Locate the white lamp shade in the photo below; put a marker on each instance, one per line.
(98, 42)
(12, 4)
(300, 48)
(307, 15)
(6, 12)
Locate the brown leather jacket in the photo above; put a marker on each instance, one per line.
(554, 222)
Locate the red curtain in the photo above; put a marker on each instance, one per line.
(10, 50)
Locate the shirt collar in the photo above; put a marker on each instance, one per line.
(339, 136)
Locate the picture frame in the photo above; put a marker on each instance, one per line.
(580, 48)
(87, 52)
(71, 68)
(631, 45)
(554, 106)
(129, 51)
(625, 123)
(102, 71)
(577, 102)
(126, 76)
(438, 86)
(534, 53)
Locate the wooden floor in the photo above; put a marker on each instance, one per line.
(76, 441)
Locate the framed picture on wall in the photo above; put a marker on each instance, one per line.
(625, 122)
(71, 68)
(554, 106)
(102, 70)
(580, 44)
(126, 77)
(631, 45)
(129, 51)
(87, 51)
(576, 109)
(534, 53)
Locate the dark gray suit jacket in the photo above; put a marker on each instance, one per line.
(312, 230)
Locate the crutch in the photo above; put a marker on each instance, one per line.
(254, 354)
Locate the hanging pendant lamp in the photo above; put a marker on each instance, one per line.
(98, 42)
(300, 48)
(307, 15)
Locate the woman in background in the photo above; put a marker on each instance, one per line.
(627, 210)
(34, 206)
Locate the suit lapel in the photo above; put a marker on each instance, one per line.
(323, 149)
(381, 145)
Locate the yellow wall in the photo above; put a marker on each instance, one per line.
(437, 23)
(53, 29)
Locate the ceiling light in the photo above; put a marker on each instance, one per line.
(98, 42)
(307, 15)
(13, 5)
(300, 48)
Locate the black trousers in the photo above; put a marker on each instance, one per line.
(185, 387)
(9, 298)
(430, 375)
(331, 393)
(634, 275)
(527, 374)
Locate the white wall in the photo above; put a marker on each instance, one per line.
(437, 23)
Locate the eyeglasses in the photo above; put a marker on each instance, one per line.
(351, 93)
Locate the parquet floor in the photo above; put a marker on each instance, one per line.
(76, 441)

● ● ● ●

Do this: Please rescale the records starting at the line that contains "Locate the white wall" and ending at the last line of the records, both included: write out each of those lines again with the requests unchanged. Multiply every point coordinate in the answers by 0.5 and round to whole numbers, halves up.

Solution to this exercise:
Locate the white wall in the photo above; put a marker on each instance, one per line.
(219, 12)
Locate the eyeglasses in the photo above; put a marker on each instance, one per line.
(176, 47)
Locate the parquet floor in the photo above; put a marker on each instance, one per line.
(38, 221)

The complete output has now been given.